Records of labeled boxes

[Begin]

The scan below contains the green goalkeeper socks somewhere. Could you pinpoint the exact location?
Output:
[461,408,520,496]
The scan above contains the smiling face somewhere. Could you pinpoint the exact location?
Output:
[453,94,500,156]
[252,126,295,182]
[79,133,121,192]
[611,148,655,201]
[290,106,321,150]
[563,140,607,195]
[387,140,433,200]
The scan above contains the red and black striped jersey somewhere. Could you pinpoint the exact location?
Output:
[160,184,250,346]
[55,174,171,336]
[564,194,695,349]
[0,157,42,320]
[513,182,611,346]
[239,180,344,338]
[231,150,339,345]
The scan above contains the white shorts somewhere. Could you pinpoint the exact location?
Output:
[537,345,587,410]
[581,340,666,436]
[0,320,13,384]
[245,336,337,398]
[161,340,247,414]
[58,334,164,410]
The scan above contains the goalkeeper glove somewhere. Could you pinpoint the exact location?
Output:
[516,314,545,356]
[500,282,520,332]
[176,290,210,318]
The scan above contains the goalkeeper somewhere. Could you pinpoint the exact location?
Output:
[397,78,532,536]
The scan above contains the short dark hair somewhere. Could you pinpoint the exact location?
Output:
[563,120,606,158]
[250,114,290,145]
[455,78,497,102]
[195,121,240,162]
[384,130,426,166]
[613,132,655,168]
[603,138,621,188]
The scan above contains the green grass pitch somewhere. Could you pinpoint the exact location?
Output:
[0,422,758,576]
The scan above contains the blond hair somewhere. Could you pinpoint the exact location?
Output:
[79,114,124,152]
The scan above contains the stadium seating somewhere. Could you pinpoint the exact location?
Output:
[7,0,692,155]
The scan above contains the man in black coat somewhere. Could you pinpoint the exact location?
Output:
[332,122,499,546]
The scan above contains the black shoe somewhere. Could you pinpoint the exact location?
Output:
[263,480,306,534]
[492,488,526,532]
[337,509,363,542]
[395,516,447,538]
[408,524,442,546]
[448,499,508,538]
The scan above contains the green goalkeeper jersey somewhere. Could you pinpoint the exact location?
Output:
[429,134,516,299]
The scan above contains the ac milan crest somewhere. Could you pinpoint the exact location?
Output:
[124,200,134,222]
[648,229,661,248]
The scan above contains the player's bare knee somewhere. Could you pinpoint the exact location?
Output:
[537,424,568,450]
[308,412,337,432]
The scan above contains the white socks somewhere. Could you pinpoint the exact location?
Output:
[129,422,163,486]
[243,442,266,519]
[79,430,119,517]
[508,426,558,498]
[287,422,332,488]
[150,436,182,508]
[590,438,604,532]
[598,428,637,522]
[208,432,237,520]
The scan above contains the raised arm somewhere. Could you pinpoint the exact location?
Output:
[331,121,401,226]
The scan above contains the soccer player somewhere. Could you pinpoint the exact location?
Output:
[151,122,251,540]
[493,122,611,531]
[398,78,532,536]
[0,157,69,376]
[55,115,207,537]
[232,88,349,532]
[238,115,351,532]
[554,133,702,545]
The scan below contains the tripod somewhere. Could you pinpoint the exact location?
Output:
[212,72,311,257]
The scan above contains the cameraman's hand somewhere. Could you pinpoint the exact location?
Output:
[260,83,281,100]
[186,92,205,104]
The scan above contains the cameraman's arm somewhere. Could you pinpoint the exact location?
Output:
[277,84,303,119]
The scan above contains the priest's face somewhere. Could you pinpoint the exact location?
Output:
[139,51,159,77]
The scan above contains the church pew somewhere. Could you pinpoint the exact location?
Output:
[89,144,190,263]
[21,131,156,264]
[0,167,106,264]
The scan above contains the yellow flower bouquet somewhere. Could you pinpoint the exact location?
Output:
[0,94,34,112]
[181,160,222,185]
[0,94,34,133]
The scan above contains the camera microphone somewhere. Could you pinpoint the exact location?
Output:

[End]

* _PROBLEM DETAILS_:
Rewrite every one of the rows above as a numbered list, and leave out any blank lines.

* _WRITTEN ANSWER_:
1. The scan below contains the green goalkeeper socks somewhere. Could you pinpoint the exact location?
2. Output:
3. [461,408,520,496]
4. The scan above contains the smiling face somewhere. Could you pinpoint the exact location?
5. Output:
6. [453,94,500,156]
7. [252,126,295,182]
8. [79,133,121,192]
9. [611,148,655,201]
10. [290,106,321,150]
11. [563,140,607,195]
12. [387,140,433,200]
13. The scan above contains the red and black striped jersey somewhere. Could you pinpoint the exact location?
14. Output:
15. [160,184,250,346]
16. [55,174,171,336]
17. [564,194,695,349]
18. [0,157,42,320]
19. [513,182,611,346]
20. [239,180,344,338]
21. [231,150,339,345]
22. The scan above contains the white shorts somewhere. Could you pinpoint the exact location?
23. Output:
24. [537,345,587,410]
25. [581,340,666,436]
26. [0,320,13,384]
27. [245,336,337,398]
28. [161,340,247,414]
29. [58,334,164,410]
30. The scan above contains the goalkeeper glove somewhere. Could you pinpoint the exact location?
31. Output:
32. [516,314,545,356]
33. [500,282,520,332]
34. [176,290,210,318]
35. The scan above contains the goalkeeper somewhere. Could you pinpoint the exact location?
36. Output:
37. [397,78,532,536]
38. The scan above contains the short dark hair somewhere. Could you pinpoint the exact location?
39. Output:
40. [563,120,606,158]
41. [250,114,290,145]
42. [455,78,497,102]
43. [195,121,240,162]
44. [384,130,426,166]
45. [613,132,655,168]
46. [603,138,621,188]
47. The scan above contains the green grass pitch somewhere. Could you pinpoint the exact location?
48. Output:
49. [0,422,758,576]
50. The scan above contains the blond hair somewhere. Could you pinpoint the exact location?
51. Output:
52. [79,114,124,152]
53. The scan above contains the stadium seating somewhere. Could you pinpoint the exact location?
54. Output:
55. [7,0,692,155]
56. The scan above contains the man in black coat somewhere. Could you pinpoint the exact location?
57. Output:
58. [332,122,499,546]
59. The scan above contains the black shoe somewhere. Could you pinpoint the exact location?
60. Output:
61. [263,480,306,534]
62. [492,488,526,532]
63. [337,509,363,542]
64. [395,516,447,538]
65. [408,524,442,546]
66. [448,499,508,538]
67. The scan above contains the green goalkeeper jersey somewhere. Could you pinpoint the exact location?
68. Output:
69. [429,134,516,299]
70. The scan above contains the ac milan crest somewhere. Could you pinpoint the exact location?
71. Output:
72. [124,200,134,222]
73. [648,229,661,248]
74. The scan above contains the player's bare knee somewhere. Could you pinpoint the exact location?
75. Output:
76. [537,424,568,450]
77. [308,412,337,432]
78. The scan above contains the white socks somewhere. Could you pinpoint the exact location?
79. Output:
80. [129,422,163,486]
81. [243,442,266,519]
82. [79,430,119,517]
83. [508,426,558,498]
84. [287,422,332,488]
85. [150,436,182,508]
86. [590,438,604,532]
87. [598,428,637,522]
88. [208,432,237,520]
89. The scan above contains the raised arm somewhere. Could you pinpoint the exact location?
90. Output:
91. [331,121,401,226]
92. The scan above contains the soccer player somewhere. Could you pinpoint the exact location?
93. Output:
94. [151,122,251,540]
95. [493,122,611,531]
96. [398,78,532,536]
97. [0,157,69,376]
98. [55,115,207,537]
99. [232,88,349,532]
100. [238,115,351,532]
101. [554,133,702,545]
102. The scan below contains the tripod somewhere. Could you pinpoint the exact location?
103. Output:
104. [212,72,311,257]
105. The scan above contains the cameraman's hand somewhere. Could you pinpoint the exact location?
106. Output:
107. [260,83,281,100]
108. [186,92,205,104]
109. The scan above contains the cameraman's arm somewhere. Could you pinpoint the exact location?
110. Output:
111. [277,84,303,119]
112. The scan above contains the priest's face somewhere. Could you pinpoint the exact location?
113. Output:
114. [139,51,159,77]
115. The scan above contains the church pew somewhere. Could you pinpoint the exact location?
116. Output:
117. [89,144,190,263]
118. [21,131,156,264]
119. [0,167,106,264]
120. The scan above contains the yellow flower bouquet somewhere. Could you pinpoint the exact location?
121. Output:
122. [0,94,34,112]
123. [181,160,222,185]
124. [0,94,34,133]
125. The scan above contains the camera microphone somewhere. Could you pinpoint the exact location?
126. Output:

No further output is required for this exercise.